■ **What the task asks**
Your reply should be made up of every line in the records below that holds the string "skydiver".

Records for the exercise Start Marker

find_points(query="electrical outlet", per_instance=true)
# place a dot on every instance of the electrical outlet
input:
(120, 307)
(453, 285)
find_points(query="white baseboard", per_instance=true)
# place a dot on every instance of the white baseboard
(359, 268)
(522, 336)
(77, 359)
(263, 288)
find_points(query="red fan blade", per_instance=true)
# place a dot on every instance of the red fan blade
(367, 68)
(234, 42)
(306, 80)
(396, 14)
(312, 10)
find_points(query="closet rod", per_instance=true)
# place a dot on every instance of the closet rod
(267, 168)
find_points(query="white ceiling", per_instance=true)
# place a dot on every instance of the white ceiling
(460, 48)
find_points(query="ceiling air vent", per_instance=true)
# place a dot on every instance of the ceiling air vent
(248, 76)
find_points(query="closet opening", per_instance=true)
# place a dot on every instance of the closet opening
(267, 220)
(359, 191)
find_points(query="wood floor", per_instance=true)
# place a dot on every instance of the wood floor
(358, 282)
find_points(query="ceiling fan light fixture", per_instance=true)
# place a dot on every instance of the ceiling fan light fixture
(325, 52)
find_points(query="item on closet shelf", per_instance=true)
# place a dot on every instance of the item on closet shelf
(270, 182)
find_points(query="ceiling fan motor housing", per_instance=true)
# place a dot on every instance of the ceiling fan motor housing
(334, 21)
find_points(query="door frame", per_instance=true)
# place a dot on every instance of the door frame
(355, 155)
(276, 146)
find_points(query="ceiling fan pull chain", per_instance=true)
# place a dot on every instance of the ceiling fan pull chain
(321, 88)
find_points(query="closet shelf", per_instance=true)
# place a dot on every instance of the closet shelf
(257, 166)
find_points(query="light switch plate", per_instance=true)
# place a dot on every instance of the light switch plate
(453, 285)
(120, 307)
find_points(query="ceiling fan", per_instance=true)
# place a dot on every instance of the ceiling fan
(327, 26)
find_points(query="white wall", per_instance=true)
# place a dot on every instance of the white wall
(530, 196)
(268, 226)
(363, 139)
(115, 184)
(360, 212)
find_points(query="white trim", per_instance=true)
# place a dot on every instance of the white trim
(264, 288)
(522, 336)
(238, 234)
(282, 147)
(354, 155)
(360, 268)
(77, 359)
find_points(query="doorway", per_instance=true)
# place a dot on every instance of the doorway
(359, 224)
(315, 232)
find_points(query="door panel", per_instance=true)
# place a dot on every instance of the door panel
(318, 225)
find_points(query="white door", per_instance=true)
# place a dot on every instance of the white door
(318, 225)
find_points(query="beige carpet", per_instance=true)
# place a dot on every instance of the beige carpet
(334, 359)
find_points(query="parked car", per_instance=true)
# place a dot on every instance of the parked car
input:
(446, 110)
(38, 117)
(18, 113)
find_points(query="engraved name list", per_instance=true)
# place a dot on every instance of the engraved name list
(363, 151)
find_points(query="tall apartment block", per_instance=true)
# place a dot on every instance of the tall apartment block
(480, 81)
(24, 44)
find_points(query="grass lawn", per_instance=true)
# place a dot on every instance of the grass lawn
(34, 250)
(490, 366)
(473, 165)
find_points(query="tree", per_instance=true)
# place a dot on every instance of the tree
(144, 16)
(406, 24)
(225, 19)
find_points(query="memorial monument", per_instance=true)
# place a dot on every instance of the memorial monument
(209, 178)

Records for the exercise End Marker
Records for the exercise Start Marker

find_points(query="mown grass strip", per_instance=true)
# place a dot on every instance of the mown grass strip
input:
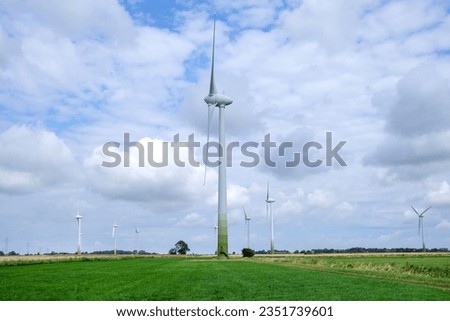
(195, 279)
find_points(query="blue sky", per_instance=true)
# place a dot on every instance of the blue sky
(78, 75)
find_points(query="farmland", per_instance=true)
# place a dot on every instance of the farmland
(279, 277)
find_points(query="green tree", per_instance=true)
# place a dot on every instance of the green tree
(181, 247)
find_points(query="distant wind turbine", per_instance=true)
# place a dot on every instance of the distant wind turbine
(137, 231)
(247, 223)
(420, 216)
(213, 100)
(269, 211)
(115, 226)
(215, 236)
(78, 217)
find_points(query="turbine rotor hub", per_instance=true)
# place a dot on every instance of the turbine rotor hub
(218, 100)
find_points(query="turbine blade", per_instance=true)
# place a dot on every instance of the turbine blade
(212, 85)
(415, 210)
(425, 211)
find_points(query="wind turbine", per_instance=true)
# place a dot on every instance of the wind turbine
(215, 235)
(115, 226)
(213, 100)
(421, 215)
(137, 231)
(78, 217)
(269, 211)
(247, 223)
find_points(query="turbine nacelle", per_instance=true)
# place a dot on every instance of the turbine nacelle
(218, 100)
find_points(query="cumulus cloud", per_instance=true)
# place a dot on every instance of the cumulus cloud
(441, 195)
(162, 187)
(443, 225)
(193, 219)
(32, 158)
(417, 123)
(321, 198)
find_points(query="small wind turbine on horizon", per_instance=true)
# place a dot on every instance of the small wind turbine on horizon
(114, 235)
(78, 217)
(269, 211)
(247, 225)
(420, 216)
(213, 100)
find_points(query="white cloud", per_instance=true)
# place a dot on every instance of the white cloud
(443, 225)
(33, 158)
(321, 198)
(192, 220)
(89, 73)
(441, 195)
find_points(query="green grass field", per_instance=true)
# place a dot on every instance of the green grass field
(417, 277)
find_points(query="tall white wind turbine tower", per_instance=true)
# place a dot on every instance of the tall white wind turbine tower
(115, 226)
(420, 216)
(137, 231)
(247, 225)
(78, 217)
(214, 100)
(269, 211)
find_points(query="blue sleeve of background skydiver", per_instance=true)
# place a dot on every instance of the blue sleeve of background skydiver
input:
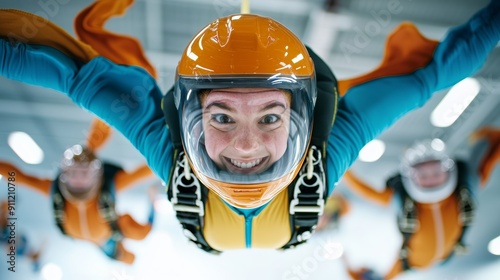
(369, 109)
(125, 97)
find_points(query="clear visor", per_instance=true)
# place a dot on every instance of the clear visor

Records for the exercise End Marker

■ **Your solution**
find_points(query="blue sleeve of background skydiver", per_instance=true)
# place a dot on every instance of the blue sleeve of background skydiver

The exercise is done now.